What is needed ▸ From the entries below, copy exactly the lines from the one that contains "TASK = identify one point per instance of the short" through the one that contains "TASK = identify one point per instance of the striped", both included, and only those.

——

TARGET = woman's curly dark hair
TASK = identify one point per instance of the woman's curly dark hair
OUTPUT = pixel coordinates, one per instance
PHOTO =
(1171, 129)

——

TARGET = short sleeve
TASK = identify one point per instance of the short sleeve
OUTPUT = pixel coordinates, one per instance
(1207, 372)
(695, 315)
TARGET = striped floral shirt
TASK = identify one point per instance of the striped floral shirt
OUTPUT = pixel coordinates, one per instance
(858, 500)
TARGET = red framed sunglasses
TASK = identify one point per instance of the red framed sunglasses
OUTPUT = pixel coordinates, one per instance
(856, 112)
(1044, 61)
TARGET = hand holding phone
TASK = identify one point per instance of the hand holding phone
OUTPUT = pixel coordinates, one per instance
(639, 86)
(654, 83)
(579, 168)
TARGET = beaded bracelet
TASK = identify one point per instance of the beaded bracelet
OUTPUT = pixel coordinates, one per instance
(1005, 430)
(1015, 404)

——

Exercise output ▸
TASK = identify one point per instance of the short sleeve
OUTPUT = pixel coordinates, one per instance
(1207, 372)
(695, 315)
TARGET = striped floral shirt
TASK = identify one point per instance of the striped floral shirt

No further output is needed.